* TAREFA A REALIZAR *
Você pode converter em uma tabela Markdown as linhas das entradas que vão da linha com "Isolate every license" até o fim das entradas, incluindo ambas, e deixar de fora as linhas em branco? Use as colunas "Nº", com o número de cada linha na tabela, e "Linha da entrada", com o texto da linha.

==============================

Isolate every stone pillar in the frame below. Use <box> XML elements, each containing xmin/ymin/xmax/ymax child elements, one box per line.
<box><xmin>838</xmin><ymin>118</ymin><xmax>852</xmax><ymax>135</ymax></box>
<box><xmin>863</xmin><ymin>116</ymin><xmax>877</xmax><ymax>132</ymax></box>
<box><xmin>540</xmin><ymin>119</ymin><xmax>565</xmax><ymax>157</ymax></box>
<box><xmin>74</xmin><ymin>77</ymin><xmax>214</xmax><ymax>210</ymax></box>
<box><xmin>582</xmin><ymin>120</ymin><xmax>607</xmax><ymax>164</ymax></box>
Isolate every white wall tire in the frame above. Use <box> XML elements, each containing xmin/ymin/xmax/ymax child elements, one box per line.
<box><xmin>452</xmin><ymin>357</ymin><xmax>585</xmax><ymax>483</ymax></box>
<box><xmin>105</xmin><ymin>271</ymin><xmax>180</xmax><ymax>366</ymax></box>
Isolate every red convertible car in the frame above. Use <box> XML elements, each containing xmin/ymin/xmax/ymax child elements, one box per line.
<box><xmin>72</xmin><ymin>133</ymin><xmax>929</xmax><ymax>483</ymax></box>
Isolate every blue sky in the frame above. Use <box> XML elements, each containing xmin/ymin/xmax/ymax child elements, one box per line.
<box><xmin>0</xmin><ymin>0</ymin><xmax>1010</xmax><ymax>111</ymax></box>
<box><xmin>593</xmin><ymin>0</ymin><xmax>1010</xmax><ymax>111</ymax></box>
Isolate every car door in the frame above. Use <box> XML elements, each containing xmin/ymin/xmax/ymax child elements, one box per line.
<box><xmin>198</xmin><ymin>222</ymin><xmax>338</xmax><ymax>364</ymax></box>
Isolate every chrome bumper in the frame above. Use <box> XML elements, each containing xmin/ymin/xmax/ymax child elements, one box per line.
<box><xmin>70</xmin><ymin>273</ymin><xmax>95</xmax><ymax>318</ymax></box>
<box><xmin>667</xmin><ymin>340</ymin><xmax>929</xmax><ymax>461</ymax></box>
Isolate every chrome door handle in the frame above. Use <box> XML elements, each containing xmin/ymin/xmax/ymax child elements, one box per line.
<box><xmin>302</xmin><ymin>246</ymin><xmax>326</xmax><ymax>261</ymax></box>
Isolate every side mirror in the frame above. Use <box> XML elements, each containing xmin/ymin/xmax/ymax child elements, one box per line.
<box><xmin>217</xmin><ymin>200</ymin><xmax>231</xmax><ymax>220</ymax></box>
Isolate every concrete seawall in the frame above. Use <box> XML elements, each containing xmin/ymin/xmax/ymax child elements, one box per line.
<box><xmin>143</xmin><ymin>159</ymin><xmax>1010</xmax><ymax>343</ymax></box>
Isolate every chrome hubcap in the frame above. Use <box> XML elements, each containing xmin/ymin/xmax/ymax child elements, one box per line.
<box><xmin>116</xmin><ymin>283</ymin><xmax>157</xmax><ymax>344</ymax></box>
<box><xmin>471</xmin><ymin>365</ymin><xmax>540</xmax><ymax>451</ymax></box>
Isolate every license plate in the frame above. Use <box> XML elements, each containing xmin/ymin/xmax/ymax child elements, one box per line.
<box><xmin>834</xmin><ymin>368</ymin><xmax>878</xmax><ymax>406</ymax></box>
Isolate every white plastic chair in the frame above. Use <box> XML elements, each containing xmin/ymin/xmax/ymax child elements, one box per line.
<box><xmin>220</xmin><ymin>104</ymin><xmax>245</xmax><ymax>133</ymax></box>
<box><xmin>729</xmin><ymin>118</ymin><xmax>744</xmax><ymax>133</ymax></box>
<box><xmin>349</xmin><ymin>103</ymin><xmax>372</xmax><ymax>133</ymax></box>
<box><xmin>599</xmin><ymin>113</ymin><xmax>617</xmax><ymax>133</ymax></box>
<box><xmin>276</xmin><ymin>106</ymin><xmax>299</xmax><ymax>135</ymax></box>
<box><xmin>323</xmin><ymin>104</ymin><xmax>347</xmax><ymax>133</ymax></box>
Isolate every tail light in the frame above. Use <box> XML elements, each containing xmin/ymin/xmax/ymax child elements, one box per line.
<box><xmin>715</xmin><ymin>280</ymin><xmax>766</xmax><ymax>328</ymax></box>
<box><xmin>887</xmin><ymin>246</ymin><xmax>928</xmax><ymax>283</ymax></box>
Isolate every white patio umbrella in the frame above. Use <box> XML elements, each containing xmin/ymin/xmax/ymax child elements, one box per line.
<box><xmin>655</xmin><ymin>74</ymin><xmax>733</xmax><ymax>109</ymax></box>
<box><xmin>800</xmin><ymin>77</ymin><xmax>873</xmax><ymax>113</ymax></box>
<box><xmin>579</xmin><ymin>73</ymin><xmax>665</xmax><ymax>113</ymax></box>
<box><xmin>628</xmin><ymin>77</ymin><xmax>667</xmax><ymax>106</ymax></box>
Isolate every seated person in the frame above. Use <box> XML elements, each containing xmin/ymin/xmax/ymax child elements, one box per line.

==============================

* RESPOSTA DA TAREFA *
| Nº | Linha da entrada |
|---|---|
| 1 | Isolate every license plate in the frame above. Use <box> XML elements, each containing xmin/ymin/xmax/ymax child elements, one box per line. |
| 2 | <box><xmin>834</xmin><ymin>368</ymin><xmax>878</xmax><ymax>406</ymax></box> |
| 3 | Isolate every white plastic chair in the frame above. Use <box> XML elements, each containing xmin/ymin/xmax/ymax child elements, one box per line. |
| 4 | <box><xmin>220</xmin><ymin>104</ymin><xmax>245</xmax><ymax>133</ymax></box> |
| 5 | <box><xmin>729</xmin><ymin>118</ymin><xmax>744</xmax><ymax>133</ymax></box> |
| 6 | <box><xmin>349</xmin><ymin>103</ymin><xmax>372</xmax><ymax>133</ymax></box> |
| 7 | <box><xmin>599</xmin><ymin>113</ymin><xmax>617</xmax><ymax>133</ymax></box> |
| 8 | <box><xmin>276</xmin><ymin>106</ymin><xmax>299</xmax><ymax>135</ymax></box> |
| 9 | <box><xmin>323</xmin><ymin>104</ymin><xmax>347</xmax><ymax>133</ymax></box> |
| 10 | Isolate every tail light in the frame above. Use <box> XML elements, each containing xmin/ymin/xmax/ymax child elements, one box per line. |
| 11 | <box><xmin>715</xmin><ymin>280</ymin><xmax>766</xmax><ymax>328</ymax></box> |
| 12 | <box><xmin>887</xmin><ymin>246</ymin><xmax>928</xmax><ymax>283</ymax></box> |
| 13 | Isolate every white patio umbrella in the frame above. Use <box> XML elements, each containing xmin/ymin/xmax/ymax child elements, one box per line. |
| 14 | <box><xmin>655</xmin><ymin>74</ymin><xmax>733</xmax><ymax>109</ymax></box> |
| 15 | <box><xmin>800</xmin><ymin>77</ymin><xmax>873</xmax><ymax>113</ymax></box> |
| 16 | <box><xmin>579</xmin><ymin>73</ymin><xmax>665</xmax><ymax>113</ymax></box> |
| 17 | <box><xmin>628</xmin><ymin>77</ymin><xmax>667</xmax><ymax>106</ymax></box> |
| 18 | Isolate every seated person in the frame above. Use <box> XML elements, each containing xmin/ymin/xmax/ymax child elements, one box per line. |